- [Raw data]:
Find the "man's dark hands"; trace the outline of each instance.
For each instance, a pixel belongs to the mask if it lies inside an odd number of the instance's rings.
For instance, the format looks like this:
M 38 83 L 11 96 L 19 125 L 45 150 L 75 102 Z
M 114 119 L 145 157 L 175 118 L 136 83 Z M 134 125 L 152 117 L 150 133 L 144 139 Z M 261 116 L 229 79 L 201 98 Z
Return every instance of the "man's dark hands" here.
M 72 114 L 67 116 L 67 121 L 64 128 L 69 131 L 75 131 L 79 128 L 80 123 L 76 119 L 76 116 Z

- [Task requirements]: Please repeat the material above, word for word and in full.

- [Answer]:
Find the "man's dark hands"; trace the outline of each instance.
For each instance, a pixel belongs to the mask if it lies inside an odd number of the instance's rings.
For instance, the format looks like this:
M 38 83 L 11 96 L 19 125 L 45 150 L 75 102 Z
M 114 119 L 145 157 L 175 118 L 136 83 Z M 134 125 L 152 117 L 150 133 L 144 139 Z M 261 116 L 229 79 L 201 98 Z
Return every instance of the "man's dark hands" here.
M 72 114 L 67 116 L 67 121 L 64 128 L 69 131 L 75 131 L 79 128 L 80 123 L 76 119 L 76 116 Z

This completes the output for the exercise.